The structure of veins is adapted to its function
-The muscle layer is relatively thin-because they cant control the flow of blood, instead takes it away from tissues. -The elastic layer is relatively thin-as the low pressure of blood wont cause them to burst. -The overall thickness of the wall is small-no need for a thick wall as there is no risk of bursting. -There are valves at intervals throughout- to stop backflow.
The structure of arteries is adapted to its function (part 1)
-The muscle layer is thick -This means smaller ones can be constricted and dilated in order to control the volume of blood pass through it. -The overall thickness of the wall is great- also resists the vessel bursting under pressure. -There are no valves- because blood is under constant high pressure due to heart pumping blood, therefore tends not to flow backwards.
The structure of capillary is adapted to its function
-The walls consist mostly of lining layer- which is thin for rapid diffusion. -Numerous and highly branched-providing large surface area. -Lumen is so narrow-so that blood cells are squished for reduced diffusion distance. -Have a narrow diameter-so that no cell is far away. -Space between the lining cells-allow white blood cells to escape in order to deal with infections.
Types of blood vessels
Arteries (carry blood away from the heart and into arterioles), arterioles (are smaller arteries that control blood from arteries to capillaries), capillaries (are tiny vessels that link arterioles to veins) and veins (carry blood from capillaries back to the heart).
Formation of tissue fluid
It is formed from blood plasma. The composition of blood plasma is controlled by various homeostatic systems, which provides a mostly constant environment for the cells it surrounds.

_Dataset extract_:
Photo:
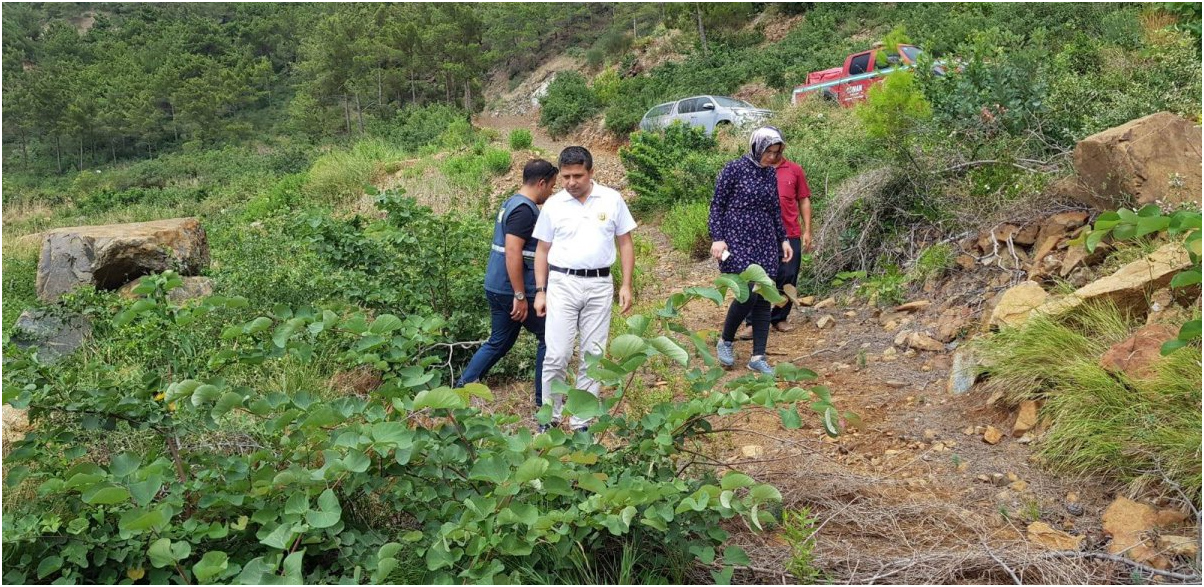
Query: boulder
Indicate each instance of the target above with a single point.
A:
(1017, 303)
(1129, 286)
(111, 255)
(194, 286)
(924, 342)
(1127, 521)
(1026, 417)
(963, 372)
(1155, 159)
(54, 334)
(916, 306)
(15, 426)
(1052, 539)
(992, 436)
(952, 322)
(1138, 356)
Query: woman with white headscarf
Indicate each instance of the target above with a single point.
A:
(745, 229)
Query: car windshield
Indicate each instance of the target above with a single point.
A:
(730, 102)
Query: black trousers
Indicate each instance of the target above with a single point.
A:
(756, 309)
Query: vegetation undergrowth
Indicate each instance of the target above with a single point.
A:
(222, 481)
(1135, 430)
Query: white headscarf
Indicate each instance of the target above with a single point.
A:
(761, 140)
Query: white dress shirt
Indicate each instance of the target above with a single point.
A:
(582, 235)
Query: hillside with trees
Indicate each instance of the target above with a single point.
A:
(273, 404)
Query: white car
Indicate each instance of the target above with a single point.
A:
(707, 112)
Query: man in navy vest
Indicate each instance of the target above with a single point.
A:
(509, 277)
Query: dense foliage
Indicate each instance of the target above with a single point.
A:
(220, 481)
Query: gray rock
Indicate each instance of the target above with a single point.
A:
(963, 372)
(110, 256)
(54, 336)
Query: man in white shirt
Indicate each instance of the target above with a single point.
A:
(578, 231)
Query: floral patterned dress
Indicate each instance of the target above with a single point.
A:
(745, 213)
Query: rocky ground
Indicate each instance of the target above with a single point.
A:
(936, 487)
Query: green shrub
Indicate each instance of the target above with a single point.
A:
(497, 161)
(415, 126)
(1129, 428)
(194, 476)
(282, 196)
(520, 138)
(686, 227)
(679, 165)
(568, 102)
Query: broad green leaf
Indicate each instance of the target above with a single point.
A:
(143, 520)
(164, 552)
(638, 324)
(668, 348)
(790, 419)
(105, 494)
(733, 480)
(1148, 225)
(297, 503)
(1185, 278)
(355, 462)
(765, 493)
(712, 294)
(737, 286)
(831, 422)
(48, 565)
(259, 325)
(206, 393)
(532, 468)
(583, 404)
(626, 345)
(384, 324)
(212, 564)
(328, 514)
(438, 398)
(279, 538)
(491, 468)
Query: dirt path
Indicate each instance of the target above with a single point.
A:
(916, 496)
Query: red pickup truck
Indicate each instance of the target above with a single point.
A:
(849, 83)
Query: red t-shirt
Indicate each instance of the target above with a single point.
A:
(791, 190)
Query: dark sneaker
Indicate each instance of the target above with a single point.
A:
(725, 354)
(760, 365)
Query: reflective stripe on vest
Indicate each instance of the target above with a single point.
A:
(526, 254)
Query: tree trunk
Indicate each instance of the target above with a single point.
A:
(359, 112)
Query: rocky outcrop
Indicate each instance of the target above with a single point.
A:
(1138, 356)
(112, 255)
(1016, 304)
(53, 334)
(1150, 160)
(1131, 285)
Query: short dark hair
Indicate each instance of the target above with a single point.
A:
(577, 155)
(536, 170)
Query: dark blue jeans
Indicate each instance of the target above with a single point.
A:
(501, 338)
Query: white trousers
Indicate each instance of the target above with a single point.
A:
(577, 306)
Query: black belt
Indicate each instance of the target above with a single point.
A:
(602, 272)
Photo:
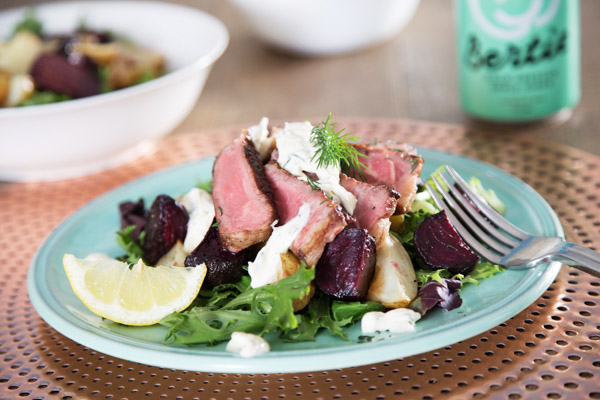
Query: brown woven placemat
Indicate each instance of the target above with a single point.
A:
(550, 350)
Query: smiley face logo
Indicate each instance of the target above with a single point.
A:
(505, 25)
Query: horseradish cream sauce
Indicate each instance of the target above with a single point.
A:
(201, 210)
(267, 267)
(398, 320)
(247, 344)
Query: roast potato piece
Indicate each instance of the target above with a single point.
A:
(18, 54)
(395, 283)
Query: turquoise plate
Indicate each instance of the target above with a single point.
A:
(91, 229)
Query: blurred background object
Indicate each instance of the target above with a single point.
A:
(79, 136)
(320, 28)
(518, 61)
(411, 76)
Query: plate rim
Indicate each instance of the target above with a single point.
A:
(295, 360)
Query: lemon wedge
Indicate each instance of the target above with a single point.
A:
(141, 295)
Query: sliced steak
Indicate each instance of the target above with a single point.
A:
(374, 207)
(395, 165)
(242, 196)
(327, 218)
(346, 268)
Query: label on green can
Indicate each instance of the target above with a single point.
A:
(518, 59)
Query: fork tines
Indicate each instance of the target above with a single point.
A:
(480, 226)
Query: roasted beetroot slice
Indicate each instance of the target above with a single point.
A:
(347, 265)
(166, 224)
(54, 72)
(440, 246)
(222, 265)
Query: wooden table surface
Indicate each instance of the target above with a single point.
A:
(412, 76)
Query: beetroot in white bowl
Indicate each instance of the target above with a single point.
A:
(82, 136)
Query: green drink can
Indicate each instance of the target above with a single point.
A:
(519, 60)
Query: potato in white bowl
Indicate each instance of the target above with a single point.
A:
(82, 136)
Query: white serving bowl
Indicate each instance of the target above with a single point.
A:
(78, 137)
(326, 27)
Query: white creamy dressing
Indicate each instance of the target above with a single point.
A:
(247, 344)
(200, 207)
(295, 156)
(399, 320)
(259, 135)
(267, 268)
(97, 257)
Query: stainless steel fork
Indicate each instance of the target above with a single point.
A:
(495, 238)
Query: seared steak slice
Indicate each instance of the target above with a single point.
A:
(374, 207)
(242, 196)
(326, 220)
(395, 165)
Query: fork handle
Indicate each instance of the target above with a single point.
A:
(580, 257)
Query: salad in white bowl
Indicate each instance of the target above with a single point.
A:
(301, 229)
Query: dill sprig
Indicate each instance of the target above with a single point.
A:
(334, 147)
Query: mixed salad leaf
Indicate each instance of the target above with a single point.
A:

_Explore the material_:
**a)** Decide whether each statement agrees with the blood vessel notes. (i) Veins have valves at intervals to stop backflow. (ii) Arteries have valves that keep blood from flowing backwards. (iii) Tissue fluid is formed from blood plasma. For each, answer yes or no and quote the deciding words of the notes.
**b)** Carry on the blood vessel notes, starting right after their last sentence.

_Numbered answers_:
**a)**
(i) Yes: "There are valves at intervals throughout- to stop backflow."
(ii) No: "There are no valves- because blood is under constant high pressure due to heart pumping blood, therefore tends not to flow backwards."
(iii) Yes: "It is formed from blood plasma."

**b)**
Lymphatic system
Its a system of vessels that begin in the tissue. Initially the resemble capillaries (but they have dead ends), but they gradually merge into larger vessels that form a network throughout the body. These vessels drain their contents back into the bloodstream by two ducts that join veins close to the heart.
Capillary structure related to function
Its to exchange metabolic materials between the blood and cells of the body. The flow is much slower.
Return of tissue fluid to the circulatory system
Once tissue fluid has exchanged metabolic materials with the cells it bathes, its returned to the circulatory system. Most tissue fluid returns to the blood plasma directly by the capillaries, but not all can. The remainder is carried back to the lymphatic system.
Movement of tissue fluid
Pumping by the heart creates a pressure (hydrostatic pressure) at the arterial end of the capillaries. This pressure causes tissue fluid to move out of the blood plasma. The combined effect of all these forces create ab overall pressure that pushes tissue fluid out of the capillaries. Its only enough pressure to force small molecules out of the capillaries, leaving proteins in the blood. This type of filtration under pressure is called ultrafiltration.
Arteriole structure related to function
They carry blood under lower pressure than artery from artiers to capillaries. They also control the flow of blood between the two.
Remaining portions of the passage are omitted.